Print each of the entries below verbatim, leaving out the pictures.

######

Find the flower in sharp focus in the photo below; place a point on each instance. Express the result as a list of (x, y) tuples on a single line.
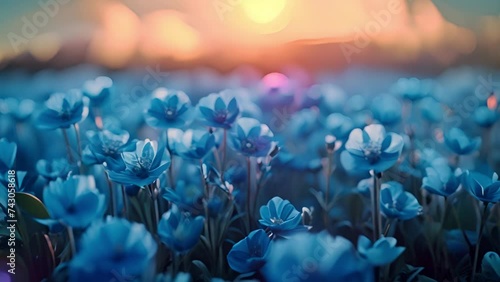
[(490, 267), (458, 142), (142, 166), (371, 149), (105, 146), (63, 110), (396, 203), (482, 187), (168, 108), (250, 253), (121, 248), (382, 252), (180, 231), (440, 179), (74, 202), (251, 138), (279, 215), (194, 144), (51, 170), (219, 110)]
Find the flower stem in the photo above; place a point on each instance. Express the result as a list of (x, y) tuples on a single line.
[(376, 216), (480, 236)]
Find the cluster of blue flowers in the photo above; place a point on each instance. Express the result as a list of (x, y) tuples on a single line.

######

◆ The output ◆
Find the flower in sharp focus in the photo below; place a point on each instance. Express the result as a list of (x, y) tuples on a single line.
[(490, 267), (458, 142), (142, 166), (371, 149), (105, 146), (63, 110), (396, 203), (482, 187), (168, 108), (250, 253), (121, 248), (382, 252), (180, 231), (440, 179), (74, 202), (251, 138), (279, 215), (194, 144), (51, 170), (219, 110)]
Find the flower stem in the photo above; place a point on each instance. Express the result as a list of (x, y) tuples on a single line.
[(376, 216), (480, 236)]
Find the cluster of blue flowers in the photo above; place a point on each instance. Express the result as a list of (x, y) tuples on a single line.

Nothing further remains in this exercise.